[Dataset excerpts]

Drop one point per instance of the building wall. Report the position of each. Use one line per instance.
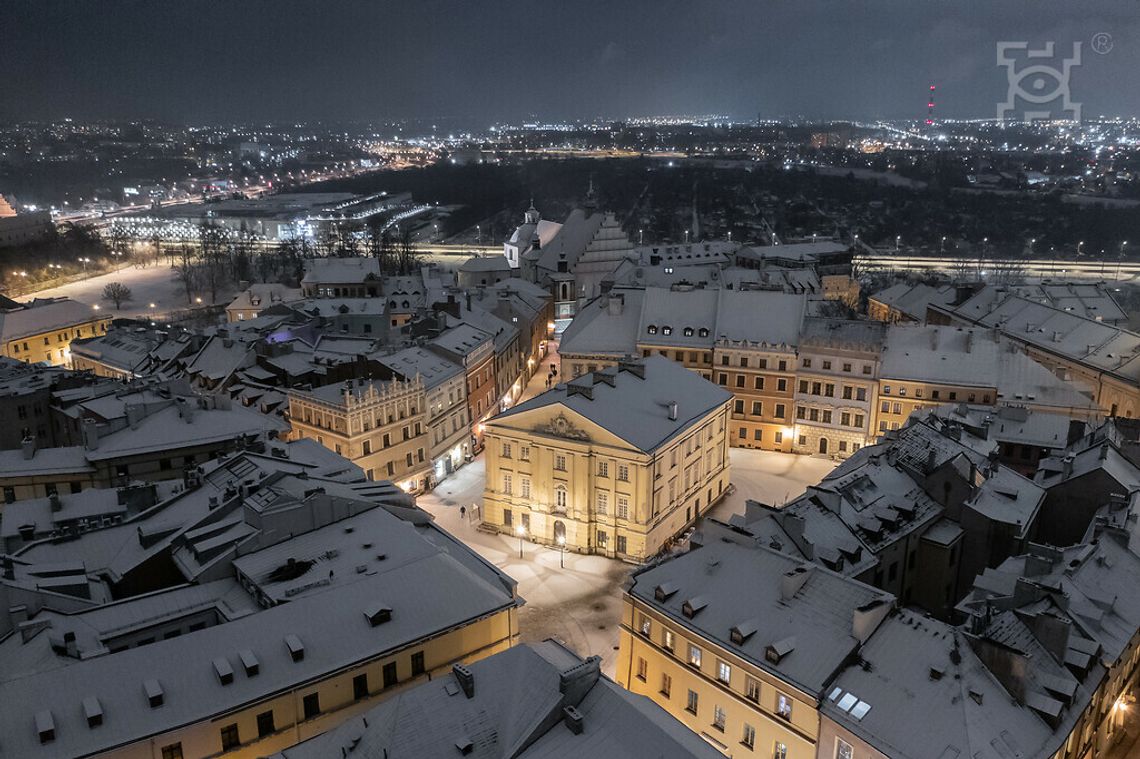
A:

[/Dataset excerpts]
[Dataset excerpts]

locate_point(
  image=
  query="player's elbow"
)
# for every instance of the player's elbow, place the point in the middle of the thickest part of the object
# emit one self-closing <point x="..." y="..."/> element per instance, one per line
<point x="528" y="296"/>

[/Dataset excerpts]
[Dataset excerpts]

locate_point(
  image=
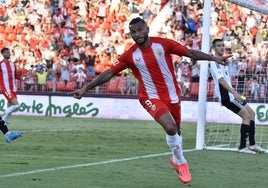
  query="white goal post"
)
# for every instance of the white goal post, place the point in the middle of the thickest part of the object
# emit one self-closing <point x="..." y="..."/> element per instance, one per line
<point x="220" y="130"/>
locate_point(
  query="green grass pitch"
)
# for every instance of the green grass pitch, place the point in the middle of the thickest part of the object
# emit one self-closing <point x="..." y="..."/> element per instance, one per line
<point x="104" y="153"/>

[/Dataset excerpts]

Wherever the word "elbow" appears in a line of the data above, copy that line.

  query="player's elbow"
# for every instance of the player's elbow, place the point in the middle of the thickest part of the object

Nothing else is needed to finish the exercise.